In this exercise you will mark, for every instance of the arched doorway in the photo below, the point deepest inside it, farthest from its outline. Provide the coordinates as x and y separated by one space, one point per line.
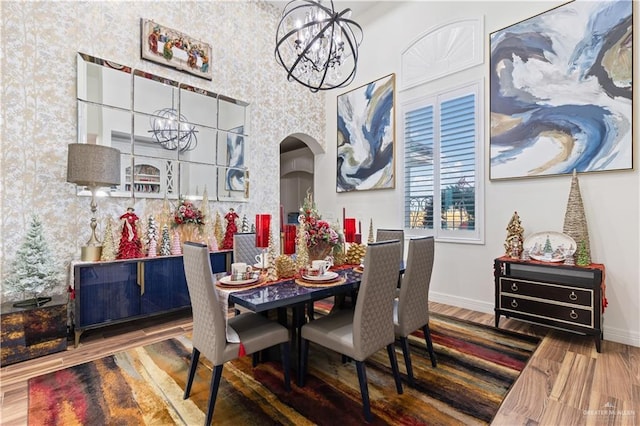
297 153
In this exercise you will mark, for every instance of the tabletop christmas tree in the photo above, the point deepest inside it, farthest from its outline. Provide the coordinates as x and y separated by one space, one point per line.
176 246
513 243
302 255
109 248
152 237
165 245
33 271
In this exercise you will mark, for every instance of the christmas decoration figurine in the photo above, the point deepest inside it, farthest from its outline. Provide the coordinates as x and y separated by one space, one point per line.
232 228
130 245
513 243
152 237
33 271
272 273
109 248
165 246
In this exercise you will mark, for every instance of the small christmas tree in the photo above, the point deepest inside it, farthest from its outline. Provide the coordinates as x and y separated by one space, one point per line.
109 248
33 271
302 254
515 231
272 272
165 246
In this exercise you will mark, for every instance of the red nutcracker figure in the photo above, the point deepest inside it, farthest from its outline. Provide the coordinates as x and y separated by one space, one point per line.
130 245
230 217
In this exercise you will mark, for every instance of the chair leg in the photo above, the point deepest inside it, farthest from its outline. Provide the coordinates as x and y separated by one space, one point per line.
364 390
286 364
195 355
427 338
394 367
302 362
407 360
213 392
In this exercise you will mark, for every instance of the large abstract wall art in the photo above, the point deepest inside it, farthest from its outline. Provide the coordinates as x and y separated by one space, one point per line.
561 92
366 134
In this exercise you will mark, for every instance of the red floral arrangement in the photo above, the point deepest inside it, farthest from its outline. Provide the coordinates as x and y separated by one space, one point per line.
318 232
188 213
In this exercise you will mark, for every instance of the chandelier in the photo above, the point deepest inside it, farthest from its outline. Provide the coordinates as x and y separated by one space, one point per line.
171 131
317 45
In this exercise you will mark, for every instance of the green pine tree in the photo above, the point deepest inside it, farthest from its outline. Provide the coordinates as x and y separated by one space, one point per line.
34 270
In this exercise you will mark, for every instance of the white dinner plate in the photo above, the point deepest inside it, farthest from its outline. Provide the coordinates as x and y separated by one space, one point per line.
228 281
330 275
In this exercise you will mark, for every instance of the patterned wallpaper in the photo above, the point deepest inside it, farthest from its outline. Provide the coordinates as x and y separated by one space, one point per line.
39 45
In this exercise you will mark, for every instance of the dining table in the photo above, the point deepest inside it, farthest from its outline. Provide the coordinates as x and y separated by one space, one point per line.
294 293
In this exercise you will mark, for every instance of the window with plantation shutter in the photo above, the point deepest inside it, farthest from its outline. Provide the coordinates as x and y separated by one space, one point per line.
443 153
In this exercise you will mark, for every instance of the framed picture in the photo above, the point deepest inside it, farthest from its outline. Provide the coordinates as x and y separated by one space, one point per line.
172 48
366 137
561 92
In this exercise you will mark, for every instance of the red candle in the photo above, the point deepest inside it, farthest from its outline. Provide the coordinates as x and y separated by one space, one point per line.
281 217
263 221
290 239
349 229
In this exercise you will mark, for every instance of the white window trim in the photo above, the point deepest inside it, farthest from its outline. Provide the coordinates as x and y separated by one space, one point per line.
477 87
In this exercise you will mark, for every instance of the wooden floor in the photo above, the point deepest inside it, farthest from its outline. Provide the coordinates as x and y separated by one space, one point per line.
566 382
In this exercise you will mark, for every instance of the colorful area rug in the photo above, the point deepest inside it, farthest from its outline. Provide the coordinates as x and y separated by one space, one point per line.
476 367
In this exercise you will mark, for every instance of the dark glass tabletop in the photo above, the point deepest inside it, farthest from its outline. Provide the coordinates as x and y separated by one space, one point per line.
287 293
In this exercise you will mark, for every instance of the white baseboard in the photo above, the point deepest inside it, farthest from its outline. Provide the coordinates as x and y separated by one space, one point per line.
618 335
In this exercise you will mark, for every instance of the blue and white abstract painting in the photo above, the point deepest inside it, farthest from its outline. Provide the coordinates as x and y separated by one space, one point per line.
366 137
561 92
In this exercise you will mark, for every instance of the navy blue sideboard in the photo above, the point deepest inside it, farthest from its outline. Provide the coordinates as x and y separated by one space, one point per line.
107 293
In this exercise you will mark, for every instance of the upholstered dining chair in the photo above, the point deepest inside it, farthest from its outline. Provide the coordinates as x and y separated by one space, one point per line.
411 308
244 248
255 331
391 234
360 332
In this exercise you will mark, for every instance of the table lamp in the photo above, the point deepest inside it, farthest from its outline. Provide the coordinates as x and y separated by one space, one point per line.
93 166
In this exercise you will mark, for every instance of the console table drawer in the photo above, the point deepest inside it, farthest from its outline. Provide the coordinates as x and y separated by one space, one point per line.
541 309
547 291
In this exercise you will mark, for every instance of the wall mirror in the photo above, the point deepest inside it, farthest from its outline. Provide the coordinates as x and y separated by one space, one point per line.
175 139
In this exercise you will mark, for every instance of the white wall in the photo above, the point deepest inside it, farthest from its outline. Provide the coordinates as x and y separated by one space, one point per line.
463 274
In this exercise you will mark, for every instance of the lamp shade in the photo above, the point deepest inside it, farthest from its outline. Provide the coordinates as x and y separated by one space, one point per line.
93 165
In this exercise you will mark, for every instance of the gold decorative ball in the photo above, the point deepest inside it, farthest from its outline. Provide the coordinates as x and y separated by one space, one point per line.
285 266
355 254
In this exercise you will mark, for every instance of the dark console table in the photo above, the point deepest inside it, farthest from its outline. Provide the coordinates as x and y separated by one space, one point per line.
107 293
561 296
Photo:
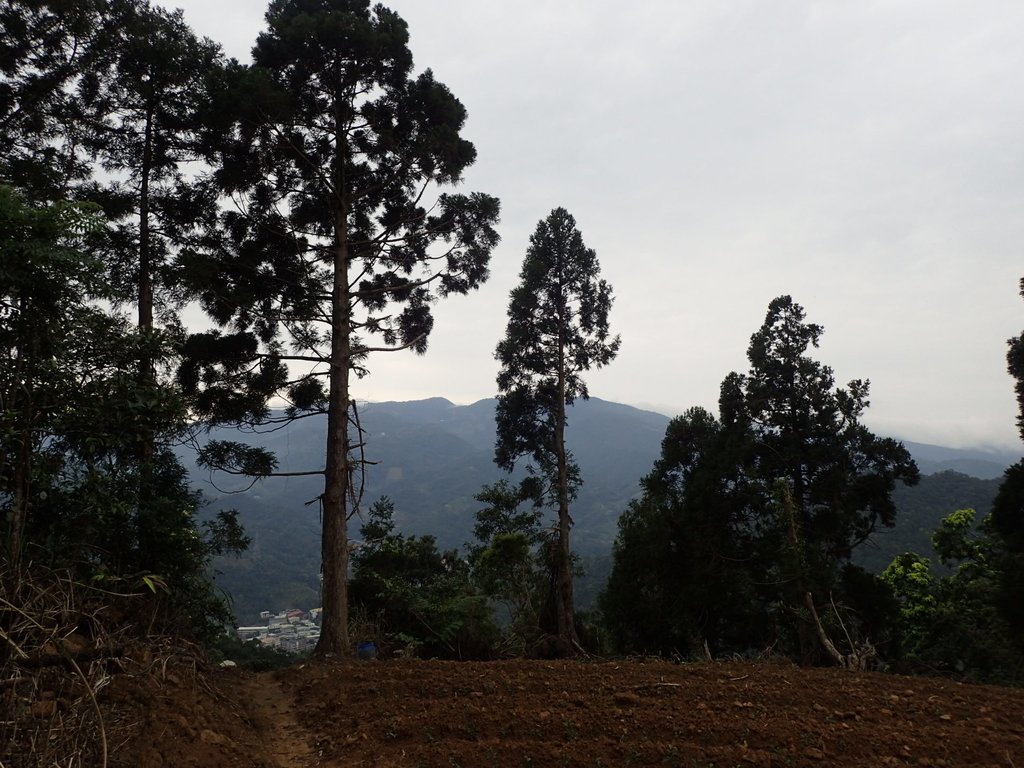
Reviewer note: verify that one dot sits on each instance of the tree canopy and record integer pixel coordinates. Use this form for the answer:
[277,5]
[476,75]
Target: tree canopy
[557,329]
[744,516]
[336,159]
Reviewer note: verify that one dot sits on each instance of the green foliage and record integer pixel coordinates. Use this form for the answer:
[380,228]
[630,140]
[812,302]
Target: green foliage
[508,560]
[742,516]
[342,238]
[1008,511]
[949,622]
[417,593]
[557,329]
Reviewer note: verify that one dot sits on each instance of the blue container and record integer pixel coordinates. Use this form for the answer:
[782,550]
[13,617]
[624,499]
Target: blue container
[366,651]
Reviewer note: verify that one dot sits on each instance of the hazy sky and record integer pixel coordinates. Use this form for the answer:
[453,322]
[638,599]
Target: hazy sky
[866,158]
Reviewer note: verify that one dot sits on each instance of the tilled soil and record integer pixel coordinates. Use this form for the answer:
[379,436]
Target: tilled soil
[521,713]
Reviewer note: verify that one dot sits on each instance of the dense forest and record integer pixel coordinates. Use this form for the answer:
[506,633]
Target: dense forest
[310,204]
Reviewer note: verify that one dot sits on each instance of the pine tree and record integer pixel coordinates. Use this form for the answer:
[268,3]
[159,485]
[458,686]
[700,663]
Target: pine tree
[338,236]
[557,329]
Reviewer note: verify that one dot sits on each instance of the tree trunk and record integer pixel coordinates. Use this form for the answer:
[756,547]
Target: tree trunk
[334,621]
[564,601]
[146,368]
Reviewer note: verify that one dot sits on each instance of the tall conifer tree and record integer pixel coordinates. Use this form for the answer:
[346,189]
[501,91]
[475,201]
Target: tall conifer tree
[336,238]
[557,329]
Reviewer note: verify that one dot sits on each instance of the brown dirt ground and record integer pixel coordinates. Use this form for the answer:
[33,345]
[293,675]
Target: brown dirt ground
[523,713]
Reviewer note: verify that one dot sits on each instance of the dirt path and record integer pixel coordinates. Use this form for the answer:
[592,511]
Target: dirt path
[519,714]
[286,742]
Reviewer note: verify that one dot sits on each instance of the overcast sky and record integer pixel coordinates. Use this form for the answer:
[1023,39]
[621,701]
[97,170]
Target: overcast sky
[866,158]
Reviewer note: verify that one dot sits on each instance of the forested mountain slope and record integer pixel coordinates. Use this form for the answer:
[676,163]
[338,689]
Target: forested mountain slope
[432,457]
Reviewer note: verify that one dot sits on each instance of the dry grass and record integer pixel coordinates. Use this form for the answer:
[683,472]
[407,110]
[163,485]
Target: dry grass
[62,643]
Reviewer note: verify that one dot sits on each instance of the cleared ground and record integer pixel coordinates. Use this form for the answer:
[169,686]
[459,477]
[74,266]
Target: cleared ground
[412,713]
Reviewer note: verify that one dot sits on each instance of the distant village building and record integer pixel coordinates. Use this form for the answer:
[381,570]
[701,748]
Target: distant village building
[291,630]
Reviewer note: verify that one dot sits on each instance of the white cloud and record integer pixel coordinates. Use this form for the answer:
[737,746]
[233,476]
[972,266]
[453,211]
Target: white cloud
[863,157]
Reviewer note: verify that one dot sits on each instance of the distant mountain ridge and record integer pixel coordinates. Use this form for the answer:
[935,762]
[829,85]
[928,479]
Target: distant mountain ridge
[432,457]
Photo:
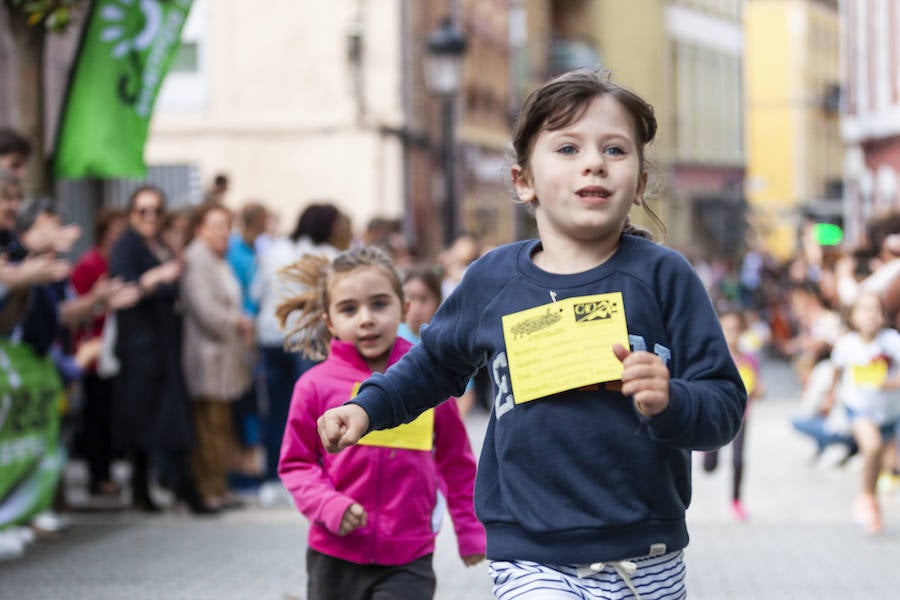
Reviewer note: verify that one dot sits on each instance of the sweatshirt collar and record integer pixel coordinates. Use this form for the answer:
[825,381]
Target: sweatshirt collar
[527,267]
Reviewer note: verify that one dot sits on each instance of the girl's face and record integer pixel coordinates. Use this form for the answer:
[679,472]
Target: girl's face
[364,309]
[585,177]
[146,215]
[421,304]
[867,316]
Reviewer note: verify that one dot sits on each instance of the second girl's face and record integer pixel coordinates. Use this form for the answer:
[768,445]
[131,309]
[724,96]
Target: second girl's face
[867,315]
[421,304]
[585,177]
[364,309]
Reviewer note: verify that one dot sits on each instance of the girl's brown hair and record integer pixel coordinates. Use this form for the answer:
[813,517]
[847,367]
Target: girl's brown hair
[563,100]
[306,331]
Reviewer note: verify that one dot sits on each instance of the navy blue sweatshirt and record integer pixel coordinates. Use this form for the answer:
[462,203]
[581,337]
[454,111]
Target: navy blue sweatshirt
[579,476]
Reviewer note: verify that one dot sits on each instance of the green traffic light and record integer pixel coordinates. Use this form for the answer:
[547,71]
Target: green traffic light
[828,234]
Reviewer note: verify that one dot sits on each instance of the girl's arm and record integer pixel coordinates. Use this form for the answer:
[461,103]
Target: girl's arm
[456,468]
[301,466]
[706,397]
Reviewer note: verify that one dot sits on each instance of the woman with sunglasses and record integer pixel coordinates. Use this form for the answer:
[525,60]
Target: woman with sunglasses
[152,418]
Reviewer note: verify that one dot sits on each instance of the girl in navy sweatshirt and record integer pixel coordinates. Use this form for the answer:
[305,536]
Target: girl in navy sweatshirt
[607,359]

▬▬▬▬▬▬

EXERCISE AIM - Only the last part of the entries above is needed: please copy the line with "Target: navy blue sweatshirt" and each line after it exactly.

EXERCISE OUTPUT -
Target: navy blue sweatshirt
[579,476]
Reviewer note: verify that one dot sits on each instance of the green traffic light and record integer pixel coordinates. Use this form for the answer:
[547,71]
Target: green traffic light
[828,234]
Reviewer note: verify that one dot sits on each instance of the girl's arm and record integer pixel coordinates. Use this form for the answer:
[461,103]
Target: girl's arm
[456,468]
[301,466]
[706,397]
Reviewer note: verify that one dot sits on each instance of the woman with sunglasses and record integer pixel coordinates. Use this form for the answer:
[525,60]
Target: woman with sunglasses
[152,418]
Reviewer note: verify that one dot sits on each instance of the girl in navy sweatshirt and record integer pixel coordinates. Use this form for the answer:
[305,536]
Target: girl in navy sweatshirt
[607,359]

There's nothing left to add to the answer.